_Ejercicio escrito A:_ Según el texto sobre cine andino, ¿en qué región se hizo la película Rosa?
_Ejercicio escrito B:_ Prosigue el texto sobre cine andino desde su última oración.

_Texto seleccionado:_
☆ ☆ ☆

El discurso heterogéneo, cuyo “productor pertenece a un mundo culturalmente distinto al mundo de su referente” (Tarica, 2009, p. 130), convive, dialoga y disputa con experiencias cinematográficas de autorrepresentación.

Alonso Quinteros señala que los cineastas andinos se posicionan dentro de

una cultura pública peruana pensada como ‘zona de debate cultural’, en donde estaría en constante disputa lo que se toma como lo andino, lo nacional, lo regional; e incluso lo que se denomina como lo público, más precisamente, lo que debería estar contemplado dentro de lo público (2011, p. 415).

Una de las películas regionales más valiosas, Rosa (2010), hecha en Junín por Dalmer Quintana, pone en cuestión (a la vez que dialoga) el tratamiento ofrecido por el cine peruano de los espacios físicos andinos y la naturaleza tangible. Y lo hace mostrando la vida cotidiana en una comunidad rural de Junín. Apelando a una estructura episódica y evocativa, la película muestra el día a día de una niña y su entorno familiar cercano. Es una convivencia estrecha, pero también cruel, con la naturaleza. Nada hay de compuesto, idealizado o poetizante en la mirada de Quintana: es el cronista del crecimiento de la muchacha, de su relación con los animales del predio, con insectos, arañas, caracoles, lombrices de tierra, pero también con las plantas, tunas, ortigas, y con los ciclos de la tierra. Y con la necesidad de servirse de todos ellos. Quintana filma una de las secuencias más fuertes y detonantes del cine peruano: muestra el degüello de un gallo sin recurrir al énfasis ni a la complacencia, pero sin apelar a la elipsis ni rehuir el registro frontal del hecho. Si Rosa ofrece una mirada de integración entre los personajes y su entorno natural, lo hace sin las marcas de las intervenciones “estetizantes” y deslumbradas con la belleza del lugar, propias del cine de referente andino, o sin lamentar la armonía perdida que es el presupuesto de las requisitorias ideológicas de otrora. Esa mirada de una película huancaína que naturaliza la relación con el entorno, se suma a las de otras películas (hechas bajo otros regímenes de producción o en otros lugares, lejos de los Andes) que representan relaciones conflictivas con un medio natural que amenaza con su poder elemental y subterráneo, o que emplean algunos elementos naturales como metáforas de pulsiones primarias o de comportamientos crueles, como ocurre en Madeinusa (la relación de la protagonista con la ratas que acechan su casa) y en Las malas intenciones, donde vemos a la niña Cayetana mantener ambiguas relaciones, de ternura y crueldad, con los animales.

☆ ☆ ☆

_Extracto de datos:_
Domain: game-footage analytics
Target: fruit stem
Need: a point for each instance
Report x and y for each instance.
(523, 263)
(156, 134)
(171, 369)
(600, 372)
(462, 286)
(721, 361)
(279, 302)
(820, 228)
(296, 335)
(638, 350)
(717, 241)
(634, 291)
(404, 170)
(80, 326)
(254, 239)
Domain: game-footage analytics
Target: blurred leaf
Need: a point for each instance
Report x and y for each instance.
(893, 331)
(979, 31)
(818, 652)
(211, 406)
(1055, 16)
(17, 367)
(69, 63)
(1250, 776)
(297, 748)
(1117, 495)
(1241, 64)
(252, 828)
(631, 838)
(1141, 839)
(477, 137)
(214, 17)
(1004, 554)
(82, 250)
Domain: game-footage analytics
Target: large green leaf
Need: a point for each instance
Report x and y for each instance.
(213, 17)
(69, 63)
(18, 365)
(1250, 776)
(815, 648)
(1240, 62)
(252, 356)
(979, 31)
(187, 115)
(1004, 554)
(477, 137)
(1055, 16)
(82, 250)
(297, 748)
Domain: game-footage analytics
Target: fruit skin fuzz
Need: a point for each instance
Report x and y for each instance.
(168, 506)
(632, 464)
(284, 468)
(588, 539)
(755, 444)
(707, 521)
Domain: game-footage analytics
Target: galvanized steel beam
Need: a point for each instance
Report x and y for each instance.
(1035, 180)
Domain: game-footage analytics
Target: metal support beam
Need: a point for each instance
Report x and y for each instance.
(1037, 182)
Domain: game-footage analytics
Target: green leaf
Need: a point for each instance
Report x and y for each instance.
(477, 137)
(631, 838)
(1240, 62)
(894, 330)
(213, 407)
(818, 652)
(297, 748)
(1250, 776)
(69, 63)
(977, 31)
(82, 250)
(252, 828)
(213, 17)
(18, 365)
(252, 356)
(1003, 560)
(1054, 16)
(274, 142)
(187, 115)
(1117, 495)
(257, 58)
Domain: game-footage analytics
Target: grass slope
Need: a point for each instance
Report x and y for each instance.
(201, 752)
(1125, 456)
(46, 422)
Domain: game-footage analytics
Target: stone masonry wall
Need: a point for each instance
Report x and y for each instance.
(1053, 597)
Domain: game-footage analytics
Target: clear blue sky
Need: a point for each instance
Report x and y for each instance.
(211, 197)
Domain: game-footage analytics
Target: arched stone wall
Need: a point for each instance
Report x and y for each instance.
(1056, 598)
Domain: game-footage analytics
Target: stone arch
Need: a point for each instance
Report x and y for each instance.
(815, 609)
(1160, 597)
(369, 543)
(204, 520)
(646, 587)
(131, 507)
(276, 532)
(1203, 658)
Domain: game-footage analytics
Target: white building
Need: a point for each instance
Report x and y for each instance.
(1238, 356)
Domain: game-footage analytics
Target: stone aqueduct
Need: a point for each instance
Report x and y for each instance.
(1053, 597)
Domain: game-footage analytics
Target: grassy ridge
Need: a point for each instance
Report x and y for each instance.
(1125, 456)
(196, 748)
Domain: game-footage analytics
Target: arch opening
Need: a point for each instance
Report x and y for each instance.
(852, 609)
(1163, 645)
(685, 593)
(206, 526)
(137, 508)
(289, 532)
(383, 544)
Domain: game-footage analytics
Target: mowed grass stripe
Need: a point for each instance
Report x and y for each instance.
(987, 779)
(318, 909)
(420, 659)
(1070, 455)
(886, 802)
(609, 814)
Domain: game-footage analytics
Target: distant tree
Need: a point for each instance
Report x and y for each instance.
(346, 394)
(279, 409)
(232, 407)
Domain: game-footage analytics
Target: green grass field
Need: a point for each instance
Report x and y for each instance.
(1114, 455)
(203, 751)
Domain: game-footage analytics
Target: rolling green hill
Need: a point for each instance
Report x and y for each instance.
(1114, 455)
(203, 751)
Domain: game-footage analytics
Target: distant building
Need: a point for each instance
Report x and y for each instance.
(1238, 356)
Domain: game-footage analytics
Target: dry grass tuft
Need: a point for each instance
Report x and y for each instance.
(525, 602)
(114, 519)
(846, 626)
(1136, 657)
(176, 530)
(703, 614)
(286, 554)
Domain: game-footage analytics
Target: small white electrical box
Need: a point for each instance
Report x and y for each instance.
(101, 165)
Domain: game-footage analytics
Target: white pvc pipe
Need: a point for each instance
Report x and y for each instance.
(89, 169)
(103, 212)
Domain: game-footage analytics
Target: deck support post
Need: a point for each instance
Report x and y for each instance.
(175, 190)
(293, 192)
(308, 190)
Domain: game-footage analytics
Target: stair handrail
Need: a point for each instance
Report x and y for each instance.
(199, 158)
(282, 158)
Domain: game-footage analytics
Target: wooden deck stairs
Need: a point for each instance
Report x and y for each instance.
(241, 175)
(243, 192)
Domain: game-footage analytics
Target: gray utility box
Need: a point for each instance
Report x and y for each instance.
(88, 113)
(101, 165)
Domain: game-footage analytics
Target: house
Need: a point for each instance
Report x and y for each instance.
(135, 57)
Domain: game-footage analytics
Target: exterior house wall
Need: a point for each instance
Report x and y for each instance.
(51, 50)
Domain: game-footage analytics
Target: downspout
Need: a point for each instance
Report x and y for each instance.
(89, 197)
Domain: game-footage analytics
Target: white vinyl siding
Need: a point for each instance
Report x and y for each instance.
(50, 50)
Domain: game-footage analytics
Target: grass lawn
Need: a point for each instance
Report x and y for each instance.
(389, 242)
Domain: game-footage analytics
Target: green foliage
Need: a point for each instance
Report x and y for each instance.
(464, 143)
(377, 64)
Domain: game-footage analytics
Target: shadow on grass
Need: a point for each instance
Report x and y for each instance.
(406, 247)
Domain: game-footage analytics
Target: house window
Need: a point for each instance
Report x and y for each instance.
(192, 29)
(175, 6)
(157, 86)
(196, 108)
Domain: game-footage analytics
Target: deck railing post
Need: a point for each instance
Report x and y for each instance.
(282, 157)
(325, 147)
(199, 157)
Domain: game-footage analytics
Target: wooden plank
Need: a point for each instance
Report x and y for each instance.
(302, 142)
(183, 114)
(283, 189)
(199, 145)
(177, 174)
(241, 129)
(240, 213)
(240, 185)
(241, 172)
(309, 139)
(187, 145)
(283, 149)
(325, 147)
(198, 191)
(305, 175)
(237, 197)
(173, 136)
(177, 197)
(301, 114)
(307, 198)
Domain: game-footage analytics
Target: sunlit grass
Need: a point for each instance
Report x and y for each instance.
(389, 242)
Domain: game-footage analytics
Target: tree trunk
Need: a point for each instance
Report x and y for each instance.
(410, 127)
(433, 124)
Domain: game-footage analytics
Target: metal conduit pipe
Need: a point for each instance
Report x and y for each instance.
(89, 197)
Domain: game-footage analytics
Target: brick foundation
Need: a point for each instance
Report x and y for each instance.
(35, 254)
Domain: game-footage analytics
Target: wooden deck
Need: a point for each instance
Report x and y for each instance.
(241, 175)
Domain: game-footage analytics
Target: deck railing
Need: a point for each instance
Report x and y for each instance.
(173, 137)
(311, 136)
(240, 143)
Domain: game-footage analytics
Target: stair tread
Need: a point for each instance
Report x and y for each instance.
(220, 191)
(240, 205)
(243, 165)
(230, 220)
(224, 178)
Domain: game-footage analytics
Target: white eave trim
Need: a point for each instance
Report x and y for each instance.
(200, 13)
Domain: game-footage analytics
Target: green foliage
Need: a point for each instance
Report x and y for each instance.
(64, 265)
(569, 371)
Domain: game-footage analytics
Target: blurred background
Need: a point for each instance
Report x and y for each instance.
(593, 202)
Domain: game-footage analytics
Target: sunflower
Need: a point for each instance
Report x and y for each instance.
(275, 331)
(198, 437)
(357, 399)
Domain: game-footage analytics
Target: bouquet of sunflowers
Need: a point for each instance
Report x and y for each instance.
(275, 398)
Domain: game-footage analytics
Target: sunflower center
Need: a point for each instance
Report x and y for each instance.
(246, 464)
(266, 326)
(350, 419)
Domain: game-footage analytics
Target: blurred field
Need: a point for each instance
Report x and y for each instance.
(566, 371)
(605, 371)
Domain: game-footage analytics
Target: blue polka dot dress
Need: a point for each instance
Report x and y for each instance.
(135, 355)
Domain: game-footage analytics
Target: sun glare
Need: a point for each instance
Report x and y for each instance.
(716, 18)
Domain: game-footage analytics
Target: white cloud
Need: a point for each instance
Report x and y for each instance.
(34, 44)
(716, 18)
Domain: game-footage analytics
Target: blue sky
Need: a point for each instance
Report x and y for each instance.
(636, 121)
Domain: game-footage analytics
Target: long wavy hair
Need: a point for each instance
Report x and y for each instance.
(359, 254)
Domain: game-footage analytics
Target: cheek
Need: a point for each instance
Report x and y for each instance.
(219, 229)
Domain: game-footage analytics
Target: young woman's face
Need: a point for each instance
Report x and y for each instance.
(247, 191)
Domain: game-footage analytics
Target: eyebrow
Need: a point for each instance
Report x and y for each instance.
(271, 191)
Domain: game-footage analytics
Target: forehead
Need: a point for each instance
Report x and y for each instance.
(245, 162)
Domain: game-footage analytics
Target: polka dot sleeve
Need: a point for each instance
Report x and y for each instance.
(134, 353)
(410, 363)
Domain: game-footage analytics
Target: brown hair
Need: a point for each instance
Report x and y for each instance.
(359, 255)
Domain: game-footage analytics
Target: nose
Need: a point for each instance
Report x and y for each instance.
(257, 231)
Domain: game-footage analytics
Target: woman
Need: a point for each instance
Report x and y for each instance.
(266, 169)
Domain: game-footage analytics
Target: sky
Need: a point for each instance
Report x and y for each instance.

☆ ☆ ☆

_Respuesta escrita A:_ En Junín.

_Respuesta escrita B:_
Otra lograda película, El abigeo (2001), de Puno, dirigida por Flaviano Quispe, basada en el relato Ushanan Jampi, de Enrique López Albújar, ofrece una mirada inédita al álgido tema de la justicia comunal y la actuación de los sistemas de autodefensa. Un asunto que fue tratado, en 1981, por El caso Huayanay: testimonio de parte, de Federico García. La diferencia entre ambas radica en el modo en que El abigeo enfrenta la situación central de la captura y sanción colectiva del ladrón de ganado. Si el sesgo ideológico de El caso Huayanay… impedía la representación del momento climático de la muerte del ladrón de ganado, a causa de la “incorrección” de mostrar las consecuencias brutales de los actos de los campesinos enardecidos, El abigeo va hasta el fin y construye una secuencia seca y contundente. La expulsión del campesino de la comunidad no ahorra detalles expositivos en un estilo bronco, elemental y potente. Lo mismo ocurre en Hay esperanza (2012), de Aquileo (Leo) Tucto Huaranga, que representa, con detalle, la captura de un ladrón y abigeo por parte de la población, las torturas que se le aplican, y la ejecución: al grito colectivo de “¡mátenlo!”: envuelto en una bolsa de plástico, el infortunado es arrojado al río por un grupo de comuneros.

Son miradas que ignoran las posibilidades de construir “exotismo” o de embellecer o romantizar las condiciones de vida de las comunidades andinas. Se abocan a recrear el quehacer comunal como trasfondo de ficciones que tocan asuntos dolorosos o polémicos, desde el alcoholismo hasta la comisión del incesto, pasando, claro, por las prácticas de “justicia” colectiva, ante la clamorosa ausencia del Estado. Hay una dimensión performativa en ese hacer y ese mostrar42.